§ Exercise prompt
Display each line of the records below that contains the word "masonry".

§ Excerpted data
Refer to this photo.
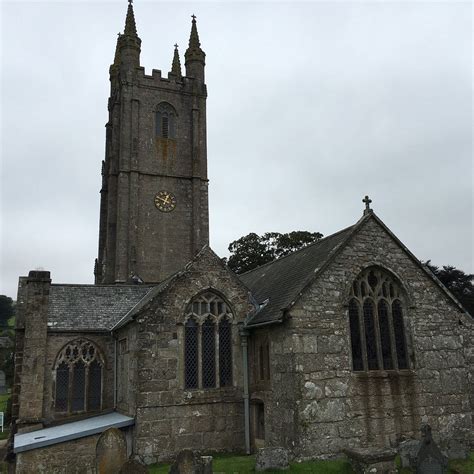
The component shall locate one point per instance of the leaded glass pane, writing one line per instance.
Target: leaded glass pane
(78, 386)
(370, 335)
(399, 330)
(208, 354)
(356, 343)
(95, 386)
(385, 342)
(62, 387)
(225, 353)
(191, 354)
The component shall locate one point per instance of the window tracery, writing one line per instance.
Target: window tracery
(208, 343)
(165, 122)
(377, 330)
(78, 377)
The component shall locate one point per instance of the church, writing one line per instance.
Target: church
(349, 342)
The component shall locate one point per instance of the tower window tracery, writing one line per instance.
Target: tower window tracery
(78, 376)
(208, 343)
(376, 311)
(165, 121)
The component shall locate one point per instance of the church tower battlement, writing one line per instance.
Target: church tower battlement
(154, 195)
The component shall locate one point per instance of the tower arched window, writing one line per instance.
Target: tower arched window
(78, 377)
(165, 121)
(377, 330)
(208, 343)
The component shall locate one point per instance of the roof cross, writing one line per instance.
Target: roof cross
(367, 202)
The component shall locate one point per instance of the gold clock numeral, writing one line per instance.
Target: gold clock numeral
(165, 201)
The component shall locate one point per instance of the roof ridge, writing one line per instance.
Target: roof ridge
(298, 250)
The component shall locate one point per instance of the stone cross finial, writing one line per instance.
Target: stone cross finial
(367, 202)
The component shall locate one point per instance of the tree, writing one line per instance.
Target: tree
(7, 310)
(458, 282)
(253, 250)
(455, 280)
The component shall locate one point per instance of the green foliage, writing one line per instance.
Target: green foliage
(253, 250)
(456, 280)
(7, 310)
(225, 464)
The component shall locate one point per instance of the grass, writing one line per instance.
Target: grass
(227, 464)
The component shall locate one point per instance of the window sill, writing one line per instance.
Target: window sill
(383, 374)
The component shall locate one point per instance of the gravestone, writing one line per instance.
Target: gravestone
(189, 462)
(271, 458)
(110, 452)
(430, 460)
(3, 386)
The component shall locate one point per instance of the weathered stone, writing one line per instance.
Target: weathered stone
(189, 462)
(271, 458)
(430, 460)
(408, 451)
(111, 451)
(372, 460)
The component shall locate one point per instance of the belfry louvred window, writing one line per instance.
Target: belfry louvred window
(208, 343)
(78, 377)
(377, 331)
(165, 122)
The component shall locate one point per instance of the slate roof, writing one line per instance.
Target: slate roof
(282, 280)
(91, 307)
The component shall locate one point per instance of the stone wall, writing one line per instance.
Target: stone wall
(72, 457)
(170, 417)
(56, 341)
(337, 408)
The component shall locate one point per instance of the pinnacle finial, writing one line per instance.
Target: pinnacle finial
(130, 25)
(194, 51)
(367, 202)
(176, 65)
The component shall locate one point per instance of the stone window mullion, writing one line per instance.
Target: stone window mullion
(362, 336)
(216, 354)
(392, 337)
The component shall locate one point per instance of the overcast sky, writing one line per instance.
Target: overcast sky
(311, 106)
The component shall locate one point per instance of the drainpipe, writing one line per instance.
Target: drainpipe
(245, 369)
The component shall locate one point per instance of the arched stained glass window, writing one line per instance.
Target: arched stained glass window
(225, 353)
(191, 354)
(378, 341)
(399, 330)
(384, 328)
(208, 354)
(208, 339)
(78, 377)
(370, 335)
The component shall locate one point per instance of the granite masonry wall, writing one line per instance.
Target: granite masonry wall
(72, 457)
(319, 406)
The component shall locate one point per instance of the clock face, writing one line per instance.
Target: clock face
(165, 201)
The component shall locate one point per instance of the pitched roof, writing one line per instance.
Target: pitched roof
(281, 281)
(91, 307)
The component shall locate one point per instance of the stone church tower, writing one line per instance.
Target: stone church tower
(154, 196)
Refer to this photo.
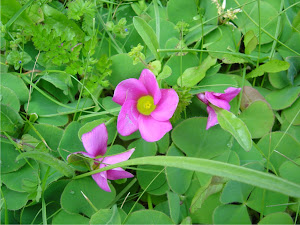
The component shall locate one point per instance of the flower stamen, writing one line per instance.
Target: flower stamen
(146, 105)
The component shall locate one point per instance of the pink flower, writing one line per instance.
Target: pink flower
(217, 99)
(95, 143)
(145, 107)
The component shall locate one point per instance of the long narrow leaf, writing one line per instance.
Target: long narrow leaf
(48, 159)
(233, 172)
(229, 122)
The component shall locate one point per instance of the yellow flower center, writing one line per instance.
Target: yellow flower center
(146, 105)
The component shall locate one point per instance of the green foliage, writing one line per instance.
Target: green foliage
(136, 54)
(60, 63)
(118, 29)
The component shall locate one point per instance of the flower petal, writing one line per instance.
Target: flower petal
(151, 129)
(212, 119)
(216, 101)
(113, 159)
(202, 98)
(95, 141)
(166, 106)
(149, 81)
(118, 173)
(230, 93)
(131, 89)
(128, 118)
(101, 180)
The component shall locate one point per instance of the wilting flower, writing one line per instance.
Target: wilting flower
(95, 143)
(145, 107)
(220, 100)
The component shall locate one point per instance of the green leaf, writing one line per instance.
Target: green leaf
(179, 64)
(12, 11)
(106, 216)
(259, 118)
(44, 107)
(11, 121)
(16, 59)
(181, 11)
(214, 82)
(108, 104)
(194, 75)
(237, 173)
(16, 84)
(60, 21)
(142, 148)
(60, 80)
(235, 192)
(73, 201)
(225, 39)
(14, 180)
(281, 99)
(265, 13)
(285, 146)
(179, 180)
(250, 42)
(147, 34)
(196, 35)
(294, 68)
(272, 66)
(48, 159)
(145, 176)
(231, 214)
(8, 158)
(229, 122)
(148, 217)
(290, 171)
(166, 72)
(277, 218)
(111, 128)
(174, 206)
(163, 144)
(64, 217)
(249, 96)
(270, 199)
(123, 68)
(14, 200)
(194, 140)
(167, 30)
(202, 194)
(292, 114)
(51, 134)
(70, 141)
(204, 215)
(8, 97)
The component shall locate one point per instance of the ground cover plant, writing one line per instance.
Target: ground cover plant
(150, 112)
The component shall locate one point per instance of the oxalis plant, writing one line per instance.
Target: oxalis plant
(150, 112)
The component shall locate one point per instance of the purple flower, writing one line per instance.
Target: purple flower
(95, 143)
(145, 107)
(220, 100)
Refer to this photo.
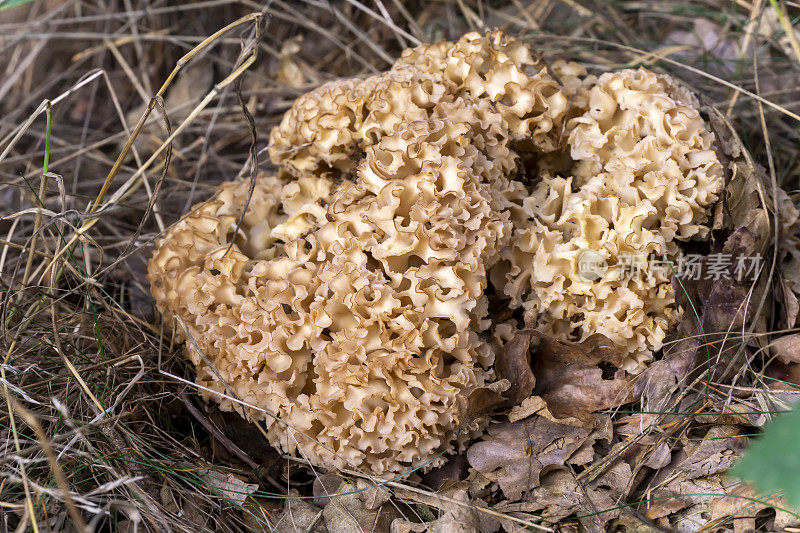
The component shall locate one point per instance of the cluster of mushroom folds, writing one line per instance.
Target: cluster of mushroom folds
(349, 310)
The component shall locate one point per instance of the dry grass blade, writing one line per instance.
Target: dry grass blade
(100, 430)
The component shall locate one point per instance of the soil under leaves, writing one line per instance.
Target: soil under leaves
(100, 426)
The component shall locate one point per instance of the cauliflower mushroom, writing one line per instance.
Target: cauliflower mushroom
(350, 309)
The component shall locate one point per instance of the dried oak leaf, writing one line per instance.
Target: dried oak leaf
(513, 362)
(299, 515)
(560, 495)
(787, 348)
(715, 452)
(514, 454)
(454, 518)
(454, 470)
(359, 511)
(577, 379)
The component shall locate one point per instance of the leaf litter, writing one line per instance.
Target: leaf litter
(575, 442)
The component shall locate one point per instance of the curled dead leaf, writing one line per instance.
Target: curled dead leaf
(577, 379)
(514, 454)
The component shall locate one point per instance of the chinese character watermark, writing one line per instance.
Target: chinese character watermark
(593, 266)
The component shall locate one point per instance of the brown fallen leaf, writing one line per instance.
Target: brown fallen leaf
(454, 470)
(791, 305)
(299, 515)
(715, 452)
(577, 379)
(359, 511)
(514, 454)
(535, 405)
(560, 496)
(227, 486)
(289, 70)
(513, 362)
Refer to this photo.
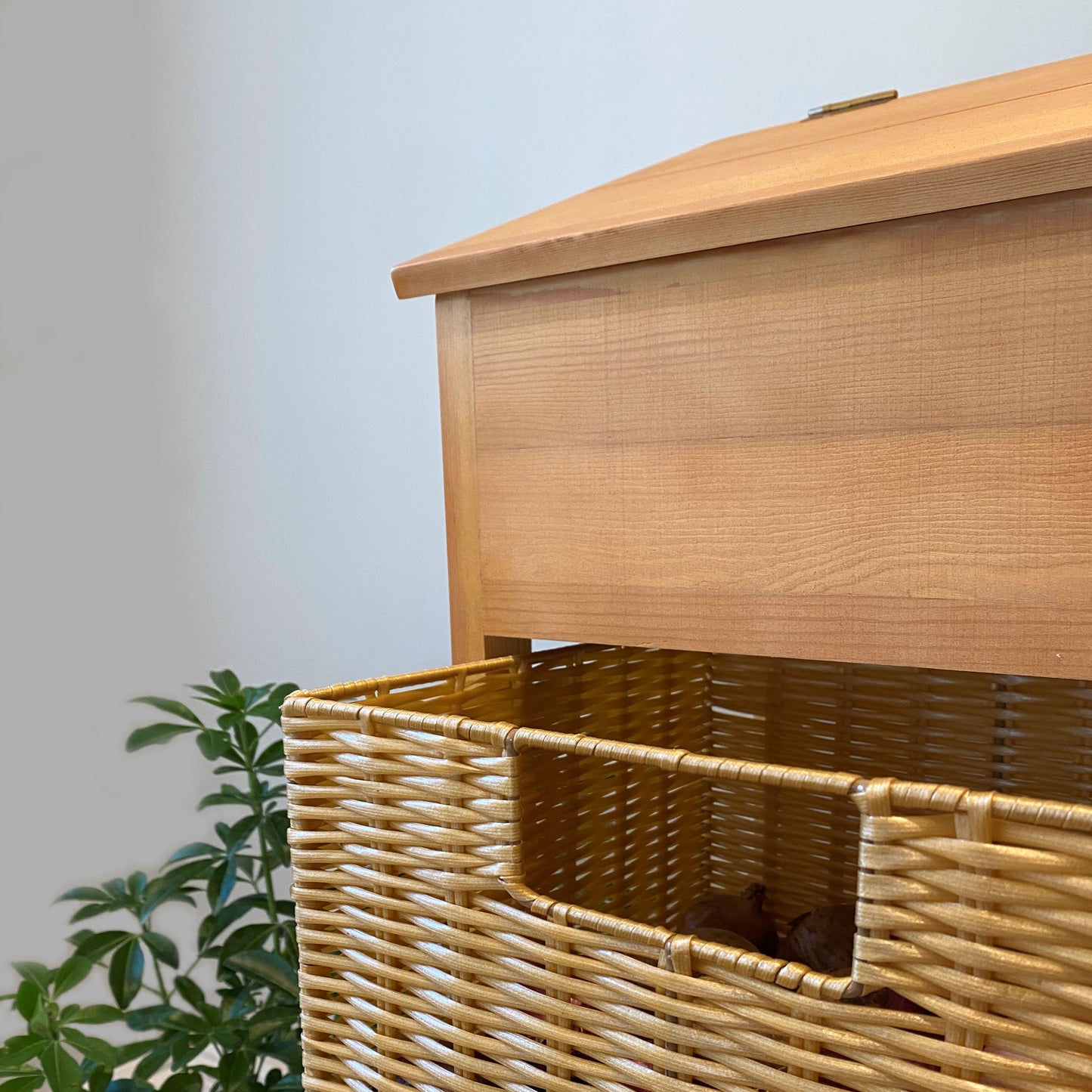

§ Output for this task
The component shall locate one point per instance of the granite masonry wall, writing one line per instance.
Target: granite masonry wall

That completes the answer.